## Text shown
Sunday, October 11, 2015

Grief Over a Sibling's Death


You never think it can happen to your perfect family. And then it does. How do sibling’s grieve and what are some paths or directions you can follow or have your parents talk to you about. Parents need also to understand how your grief is different from theirs.

Like every other kind of grief, it will take time to work through it. Everyone’s grief is unique. No two people or siblings grieve alike, so it may take you and your other loved ones different time indicators to work through your feelings of loss or hurt. If you were very close to the one who died, it could take you longer than other family members.

During the initial loss, you may feel anger at the sibling for leaving you, sleep disturbances, tiredness or restlessness at times, trouble paying attention, mood swings, feelings of rejection from parents who are irritable or distracted, or guilt.

Guilt can be complicated if you feel you have done something to cause the death or that you should have been able to stop what happened. On the other hand, you may feel guilty for having a good time or laughing too soon after your sibling’s death, and even for just surviving. All of these things can be talked over with others who understand.

You and your sibling may have been very close and had a unique relationship. Other members of your family may not understand your feelings of love and loss, and you may feel you can’t talk to them. If this is the case, seek out a friend, relative, teacher, counselor, minister or another bereaved brother or sister. They can offer advice on how to move forward. But also be patient with your parents. They are suffering also.

## Problem to work on
Extend the post on grieving a sibling's death by writing what comes next after its final paragraph.

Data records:
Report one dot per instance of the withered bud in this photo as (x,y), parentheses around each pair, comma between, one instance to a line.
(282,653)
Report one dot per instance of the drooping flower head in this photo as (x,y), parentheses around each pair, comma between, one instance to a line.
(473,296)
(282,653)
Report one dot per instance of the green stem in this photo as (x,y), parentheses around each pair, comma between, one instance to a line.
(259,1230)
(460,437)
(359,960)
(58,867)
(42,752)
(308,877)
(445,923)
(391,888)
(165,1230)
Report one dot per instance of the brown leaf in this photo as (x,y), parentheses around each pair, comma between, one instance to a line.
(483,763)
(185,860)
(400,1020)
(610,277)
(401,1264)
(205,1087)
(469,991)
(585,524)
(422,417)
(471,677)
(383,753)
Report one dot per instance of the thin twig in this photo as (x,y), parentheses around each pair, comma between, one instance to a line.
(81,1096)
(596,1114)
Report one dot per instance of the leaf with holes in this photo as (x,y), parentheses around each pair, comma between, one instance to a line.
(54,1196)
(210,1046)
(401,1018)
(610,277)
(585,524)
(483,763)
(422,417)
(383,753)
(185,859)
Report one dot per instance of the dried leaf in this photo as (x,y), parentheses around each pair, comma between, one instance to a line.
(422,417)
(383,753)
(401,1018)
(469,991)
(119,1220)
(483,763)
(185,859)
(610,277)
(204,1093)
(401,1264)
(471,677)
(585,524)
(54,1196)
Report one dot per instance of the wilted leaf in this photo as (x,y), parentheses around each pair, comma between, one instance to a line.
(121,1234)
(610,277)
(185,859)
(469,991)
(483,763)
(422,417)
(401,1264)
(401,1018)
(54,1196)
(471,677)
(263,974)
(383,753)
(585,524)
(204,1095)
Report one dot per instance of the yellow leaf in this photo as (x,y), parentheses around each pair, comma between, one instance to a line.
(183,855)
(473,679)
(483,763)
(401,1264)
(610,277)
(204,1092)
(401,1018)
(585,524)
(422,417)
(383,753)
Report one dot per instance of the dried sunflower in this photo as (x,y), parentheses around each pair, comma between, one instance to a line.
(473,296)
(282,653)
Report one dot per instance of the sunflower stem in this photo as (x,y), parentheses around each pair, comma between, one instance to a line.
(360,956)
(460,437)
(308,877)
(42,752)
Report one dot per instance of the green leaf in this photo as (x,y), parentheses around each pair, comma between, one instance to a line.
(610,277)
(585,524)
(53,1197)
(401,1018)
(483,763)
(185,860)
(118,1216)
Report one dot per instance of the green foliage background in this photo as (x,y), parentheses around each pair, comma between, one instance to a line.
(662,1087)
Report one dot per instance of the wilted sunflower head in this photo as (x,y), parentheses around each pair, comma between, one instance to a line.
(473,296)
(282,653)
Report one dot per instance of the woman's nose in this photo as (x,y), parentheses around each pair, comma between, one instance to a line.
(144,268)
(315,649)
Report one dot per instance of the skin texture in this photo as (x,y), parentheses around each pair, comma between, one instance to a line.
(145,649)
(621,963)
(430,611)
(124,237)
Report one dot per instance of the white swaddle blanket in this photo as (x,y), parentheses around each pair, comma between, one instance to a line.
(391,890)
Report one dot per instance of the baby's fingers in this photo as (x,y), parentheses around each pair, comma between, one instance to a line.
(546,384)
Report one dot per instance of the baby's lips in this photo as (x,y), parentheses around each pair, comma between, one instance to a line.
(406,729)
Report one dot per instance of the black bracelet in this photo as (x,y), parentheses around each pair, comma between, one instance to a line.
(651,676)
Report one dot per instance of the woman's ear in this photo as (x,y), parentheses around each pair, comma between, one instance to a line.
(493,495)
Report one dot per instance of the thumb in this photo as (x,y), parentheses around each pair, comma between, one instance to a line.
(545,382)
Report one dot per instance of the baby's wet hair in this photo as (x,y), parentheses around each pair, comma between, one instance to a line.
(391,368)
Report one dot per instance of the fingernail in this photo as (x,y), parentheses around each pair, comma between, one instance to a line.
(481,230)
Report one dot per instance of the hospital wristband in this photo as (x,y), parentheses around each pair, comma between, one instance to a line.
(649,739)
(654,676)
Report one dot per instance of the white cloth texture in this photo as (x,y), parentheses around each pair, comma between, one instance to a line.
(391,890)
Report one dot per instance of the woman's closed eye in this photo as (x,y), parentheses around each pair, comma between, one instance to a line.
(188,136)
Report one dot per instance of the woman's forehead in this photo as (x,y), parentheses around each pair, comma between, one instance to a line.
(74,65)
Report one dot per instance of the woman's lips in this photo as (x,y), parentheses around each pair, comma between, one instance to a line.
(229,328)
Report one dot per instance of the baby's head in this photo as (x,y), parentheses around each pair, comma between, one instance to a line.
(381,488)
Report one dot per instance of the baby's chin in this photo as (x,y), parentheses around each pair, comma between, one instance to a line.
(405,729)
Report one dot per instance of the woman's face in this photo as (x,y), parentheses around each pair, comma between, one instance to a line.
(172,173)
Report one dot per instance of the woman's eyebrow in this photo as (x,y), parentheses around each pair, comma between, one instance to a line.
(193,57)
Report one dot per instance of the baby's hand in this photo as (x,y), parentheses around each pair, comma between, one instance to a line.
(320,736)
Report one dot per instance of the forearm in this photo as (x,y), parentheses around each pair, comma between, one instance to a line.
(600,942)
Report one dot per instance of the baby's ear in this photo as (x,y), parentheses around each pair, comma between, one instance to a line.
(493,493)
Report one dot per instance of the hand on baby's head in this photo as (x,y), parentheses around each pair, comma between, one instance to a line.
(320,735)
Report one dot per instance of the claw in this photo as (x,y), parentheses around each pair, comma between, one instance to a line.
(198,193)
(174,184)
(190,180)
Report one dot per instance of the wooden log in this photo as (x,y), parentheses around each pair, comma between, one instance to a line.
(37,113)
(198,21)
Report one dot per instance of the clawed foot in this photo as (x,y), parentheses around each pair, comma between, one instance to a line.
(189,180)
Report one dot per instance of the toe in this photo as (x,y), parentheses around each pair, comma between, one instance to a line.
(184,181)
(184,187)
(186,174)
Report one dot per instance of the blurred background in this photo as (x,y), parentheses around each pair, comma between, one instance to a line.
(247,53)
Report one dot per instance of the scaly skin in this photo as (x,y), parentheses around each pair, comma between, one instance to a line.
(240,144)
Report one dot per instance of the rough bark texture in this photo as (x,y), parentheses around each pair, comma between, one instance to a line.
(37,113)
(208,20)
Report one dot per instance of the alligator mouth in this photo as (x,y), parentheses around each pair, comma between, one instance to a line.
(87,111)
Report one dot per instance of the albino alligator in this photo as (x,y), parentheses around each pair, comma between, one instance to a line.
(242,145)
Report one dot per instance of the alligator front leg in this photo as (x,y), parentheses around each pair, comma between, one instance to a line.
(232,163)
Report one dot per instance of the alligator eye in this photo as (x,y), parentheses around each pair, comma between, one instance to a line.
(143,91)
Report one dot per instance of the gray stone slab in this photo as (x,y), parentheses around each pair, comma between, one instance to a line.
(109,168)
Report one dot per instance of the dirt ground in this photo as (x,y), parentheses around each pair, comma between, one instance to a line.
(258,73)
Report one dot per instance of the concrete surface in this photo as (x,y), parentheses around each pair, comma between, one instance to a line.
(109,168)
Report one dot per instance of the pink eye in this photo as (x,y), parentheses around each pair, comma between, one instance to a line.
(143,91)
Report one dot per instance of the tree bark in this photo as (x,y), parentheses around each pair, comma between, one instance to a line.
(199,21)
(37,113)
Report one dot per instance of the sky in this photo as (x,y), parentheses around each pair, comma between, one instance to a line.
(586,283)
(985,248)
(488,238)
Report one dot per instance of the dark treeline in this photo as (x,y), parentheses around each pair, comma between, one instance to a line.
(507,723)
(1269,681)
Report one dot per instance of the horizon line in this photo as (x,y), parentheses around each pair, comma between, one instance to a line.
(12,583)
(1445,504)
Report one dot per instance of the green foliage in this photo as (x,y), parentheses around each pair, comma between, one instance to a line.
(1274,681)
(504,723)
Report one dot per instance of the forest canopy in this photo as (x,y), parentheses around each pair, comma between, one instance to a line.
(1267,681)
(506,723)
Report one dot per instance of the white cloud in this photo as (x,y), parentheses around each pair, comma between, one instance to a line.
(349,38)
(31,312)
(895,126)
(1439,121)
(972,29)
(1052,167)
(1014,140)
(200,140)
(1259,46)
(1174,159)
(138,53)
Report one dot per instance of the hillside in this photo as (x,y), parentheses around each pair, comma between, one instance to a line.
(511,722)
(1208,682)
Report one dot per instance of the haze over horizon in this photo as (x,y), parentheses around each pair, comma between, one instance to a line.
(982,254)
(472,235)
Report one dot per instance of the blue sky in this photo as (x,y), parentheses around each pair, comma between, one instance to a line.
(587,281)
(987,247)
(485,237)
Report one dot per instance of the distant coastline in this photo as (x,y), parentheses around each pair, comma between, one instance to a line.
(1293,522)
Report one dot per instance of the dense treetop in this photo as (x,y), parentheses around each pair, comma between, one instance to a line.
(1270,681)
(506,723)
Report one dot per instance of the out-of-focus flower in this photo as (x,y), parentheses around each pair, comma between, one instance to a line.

## Response box
Know that it is okay to cry and feel depressed after such a loss. On the other hand, it is okay to laugh and have a good time with friends. You are not dishonoring your sibling either way.

You may want to live in the past for a while remembering all that you have lost, but don’t forget to continue to move on with your life. Forgive yourself for any fights you had together or mean things you said to each other that were never resolved.

Never think that doing drugs or alcohol is the answer to your grief. You are only hurting yourself when you do this. The same is true when you do things out of anger and don’t really mean them. Don’t fight with your parents; talk to them and let them see how badly you are hurting.

Share your feelings with other bereaved siblings you know or at a workshop or conference. How they coped can give you ideas for your own life.

Always remember you are not alone. Many siblings have struggled through feelings similar to yours. Allow the emotional bond you had with your sibling and your other siblings have a positive effect on your future. They have survived and so can you.